## PROBLEM REQUIREMENTS
Search the entries for the string "below" and give the number of lines that hold it, nothing more.

[Stored data entries]

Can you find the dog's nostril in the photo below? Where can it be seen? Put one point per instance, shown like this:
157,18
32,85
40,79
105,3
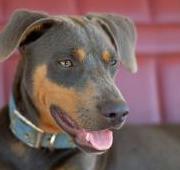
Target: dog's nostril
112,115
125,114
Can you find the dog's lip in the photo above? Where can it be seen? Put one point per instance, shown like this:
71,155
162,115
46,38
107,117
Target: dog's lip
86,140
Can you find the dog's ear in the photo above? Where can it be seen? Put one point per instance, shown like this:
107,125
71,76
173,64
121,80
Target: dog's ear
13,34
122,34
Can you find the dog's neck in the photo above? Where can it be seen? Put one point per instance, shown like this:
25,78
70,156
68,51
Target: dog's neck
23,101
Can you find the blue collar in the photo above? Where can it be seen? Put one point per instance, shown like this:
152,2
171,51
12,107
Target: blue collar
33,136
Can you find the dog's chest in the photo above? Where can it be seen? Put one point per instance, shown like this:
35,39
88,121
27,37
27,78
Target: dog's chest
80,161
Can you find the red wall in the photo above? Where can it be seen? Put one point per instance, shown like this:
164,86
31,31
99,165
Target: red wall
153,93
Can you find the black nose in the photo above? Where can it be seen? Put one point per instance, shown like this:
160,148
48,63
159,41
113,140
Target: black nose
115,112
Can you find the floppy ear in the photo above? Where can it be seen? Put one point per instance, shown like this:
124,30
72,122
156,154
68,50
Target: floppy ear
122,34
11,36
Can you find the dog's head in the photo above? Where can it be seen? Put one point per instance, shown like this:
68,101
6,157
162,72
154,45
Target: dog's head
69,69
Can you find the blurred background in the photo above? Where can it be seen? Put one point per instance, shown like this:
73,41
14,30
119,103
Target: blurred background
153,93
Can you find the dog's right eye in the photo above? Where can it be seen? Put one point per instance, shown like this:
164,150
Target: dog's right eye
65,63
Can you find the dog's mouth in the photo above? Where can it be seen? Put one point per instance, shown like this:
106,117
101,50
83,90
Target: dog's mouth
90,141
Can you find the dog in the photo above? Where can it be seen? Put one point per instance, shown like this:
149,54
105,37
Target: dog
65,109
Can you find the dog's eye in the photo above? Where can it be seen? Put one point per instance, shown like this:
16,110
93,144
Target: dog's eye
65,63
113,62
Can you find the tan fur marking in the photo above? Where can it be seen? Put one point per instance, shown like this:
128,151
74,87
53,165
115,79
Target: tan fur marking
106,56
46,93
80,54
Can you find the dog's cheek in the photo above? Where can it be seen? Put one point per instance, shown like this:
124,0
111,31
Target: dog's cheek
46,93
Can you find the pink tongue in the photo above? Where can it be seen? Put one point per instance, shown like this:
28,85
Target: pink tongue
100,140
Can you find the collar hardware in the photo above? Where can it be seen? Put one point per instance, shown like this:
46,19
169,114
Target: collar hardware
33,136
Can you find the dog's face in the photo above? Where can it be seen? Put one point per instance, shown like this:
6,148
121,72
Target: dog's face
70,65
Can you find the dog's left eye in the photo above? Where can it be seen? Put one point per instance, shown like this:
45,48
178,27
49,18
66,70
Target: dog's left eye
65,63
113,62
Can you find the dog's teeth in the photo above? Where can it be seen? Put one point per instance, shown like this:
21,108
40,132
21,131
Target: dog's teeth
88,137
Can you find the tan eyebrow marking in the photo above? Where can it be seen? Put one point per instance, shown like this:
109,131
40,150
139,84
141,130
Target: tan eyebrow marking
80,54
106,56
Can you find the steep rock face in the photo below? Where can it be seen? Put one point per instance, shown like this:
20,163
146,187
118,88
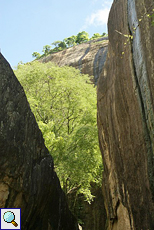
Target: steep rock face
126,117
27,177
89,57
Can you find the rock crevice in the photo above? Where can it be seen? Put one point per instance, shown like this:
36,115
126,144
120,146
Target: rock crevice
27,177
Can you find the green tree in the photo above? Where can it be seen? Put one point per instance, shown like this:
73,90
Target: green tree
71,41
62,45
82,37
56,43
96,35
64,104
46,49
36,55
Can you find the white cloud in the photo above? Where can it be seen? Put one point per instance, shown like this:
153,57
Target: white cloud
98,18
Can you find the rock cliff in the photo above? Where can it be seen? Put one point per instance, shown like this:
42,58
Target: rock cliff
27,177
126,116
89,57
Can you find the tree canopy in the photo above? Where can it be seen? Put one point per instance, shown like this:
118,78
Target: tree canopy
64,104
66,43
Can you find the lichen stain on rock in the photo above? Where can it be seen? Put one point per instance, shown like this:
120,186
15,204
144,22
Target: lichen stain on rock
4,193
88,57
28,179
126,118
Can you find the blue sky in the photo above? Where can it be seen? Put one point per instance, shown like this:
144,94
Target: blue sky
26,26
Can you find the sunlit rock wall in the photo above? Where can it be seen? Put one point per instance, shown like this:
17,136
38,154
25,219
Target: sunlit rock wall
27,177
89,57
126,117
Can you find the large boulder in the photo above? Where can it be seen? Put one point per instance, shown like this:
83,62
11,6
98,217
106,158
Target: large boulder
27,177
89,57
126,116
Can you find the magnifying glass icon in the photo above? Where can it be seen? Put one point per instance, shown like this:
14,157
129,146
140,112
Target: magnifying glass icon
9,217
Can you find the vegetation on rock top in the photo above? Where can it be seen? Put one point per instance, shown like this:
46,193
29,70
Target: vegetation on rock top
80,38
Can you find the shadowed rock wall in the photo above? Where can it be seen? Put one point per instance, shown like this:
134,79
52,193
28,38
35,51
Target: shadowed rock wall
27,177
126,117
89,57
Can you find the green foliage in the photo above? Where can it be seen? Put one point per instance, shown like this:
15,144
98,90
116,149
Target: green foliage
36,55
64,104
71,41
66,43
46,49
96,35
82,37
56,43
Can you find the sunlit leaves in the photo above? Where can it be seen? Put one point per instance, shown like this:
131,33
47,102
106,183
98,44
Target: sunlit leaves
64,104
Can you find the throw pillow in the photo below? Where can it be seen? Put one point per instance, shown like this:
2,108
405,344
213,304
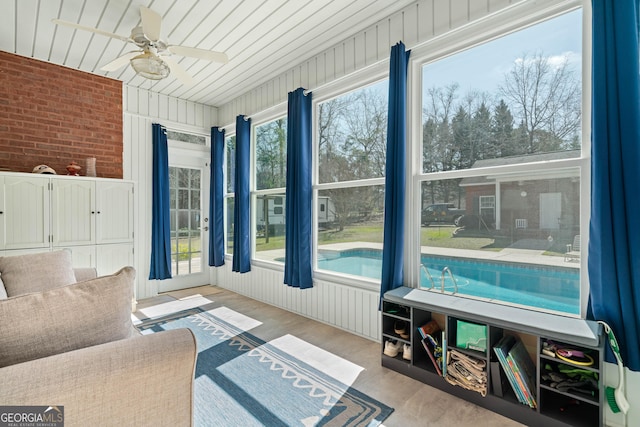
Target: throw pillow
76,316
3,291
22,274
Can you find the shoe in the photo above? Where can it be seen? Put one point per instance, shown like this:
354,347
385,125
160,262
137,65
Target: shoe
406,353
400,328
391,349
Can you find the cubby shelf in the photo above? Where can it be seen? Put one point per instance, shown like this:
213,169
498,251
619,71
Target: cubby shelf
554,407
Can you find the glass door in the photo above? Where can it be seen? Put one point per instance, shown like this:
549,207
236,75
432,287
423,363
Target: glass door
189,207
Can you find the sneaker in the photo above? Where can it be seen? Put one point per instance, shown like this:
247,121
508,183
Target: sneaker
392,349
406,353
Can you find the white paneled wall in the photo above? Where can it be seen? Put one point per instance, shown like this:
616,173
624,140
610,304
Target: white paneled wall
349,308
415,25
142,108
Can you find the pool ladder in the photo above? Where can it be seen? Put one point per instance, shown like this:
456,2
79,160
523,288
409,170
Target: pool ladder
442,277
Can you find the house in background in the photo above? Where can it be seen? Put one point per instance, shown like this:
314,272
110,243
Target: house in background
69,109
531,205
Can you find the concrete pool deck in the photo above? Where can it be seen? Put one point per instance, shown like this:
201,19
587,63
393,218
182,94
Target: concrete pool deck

## THE ANSWER
3